Passage provided:

•••

Why orchid propagation breaks all the rules of normal gardening
Gardeners are always looking for ways to get new plants. In most horticulture, propagation falls into two simple categories: asexual and sexual, meaning cuttings or seed respectively.In orchids, however, the usual rules no longer apply.
When you first become interested in orchids, you assume they are simply another flowering plant. Then you discover that orchids do not germinate like other plants, they do not propagate like other plants, and in many ways they do not appear to obey the basic rules of gardening at all.
This is often the beginning of a very deep rabbit hole. Suddenly you find yourself reading scientific papers instead of gardening books.
Why orchid seeds are not like normal seeds
- orchid seeds are extremely fine, almost dust-like in structure
- they contain no endosperm or stored food reserves
- in nature, they rely on a symbiotic relationship with orchid mycorrhizal fungi (OMF) to germinate.
Unlike most garden plants, where fine seed is rarely a barrier to success and surface sowing is often enough, orchids present a completely different challenge.
Without stored food reserves and without the presence of specialist fungi, natural orchid seed germination becomes highly unlikely. In fact, in many cases it is closer to “optimistic” than “reliable”.

•••

Data section:
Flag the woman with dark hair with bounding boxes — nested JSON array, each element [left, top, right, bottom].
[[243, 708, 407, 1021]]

•••

Required actions:
(a) In the passage on orchid propagation, what do orchid seeds rely on in nature in order to germinate?
(b) Carry the passage on orchid propagation forward from its final sentence.
The listing is material separate from the passage on orchid propagation.

Responses for each task:
(a) A symbiotic relationship with orchid mycorrhizal fungi (OMF).

(b)
Orchid mycorrhizal fungi: the invisible middleman
In nature, orchid seeds depend on microscopic fungi to supply the energy they lack. In other words, orchids do not start life alone—they start life with help.
In laboratory orchid propagation, that entire relationship is replaced.
As described in Arditti’s Micropropagation of Orchids, sterile culture techniques allow growers to bypass the fungal stage entirely. The fungus is no longer required because its role—supplying nutrients to an otherwise inert seed—is performed instead by a carefully formulated nutrient medium inside a sterile glass flask.
What was once a complex ecological partnership becomes a controlled chemical system.
Orchids, essentially, go from “rely on a fungus in the forest” to “rely on a very clean jar and some jelly in a bottle”.
Nature still finds a way (messily)
Interestingly, even within Arditti’s work on orchid micropropagation, there is acknowledgement that orchid seed germination is not exclusively a laboratory event.
Under certain conditions, seed sown onto decaying organic material such as wood or bark can successfully germinate, provided compatible fungal partners are present in the substrate.
In other words: orchids can still germinate the old-fashioned way,they just make it difficult, inconsistent, and mildly mysterious while doing so.
The sterile flask is therefore not a replacement for nature, but a controlled shortcut through it.
So how does orchid propagation actually work?
In simple terms, orchid propagation shifts from relying on chance ecological interactions in the wild to providing all necessary conditions artificially in a sterile environment.
Instead of waiting for a seed to encounter the right fungus, growers supply the nutritional role of that fungus directly.
This is where orchid cultivation becomes particularly interesting.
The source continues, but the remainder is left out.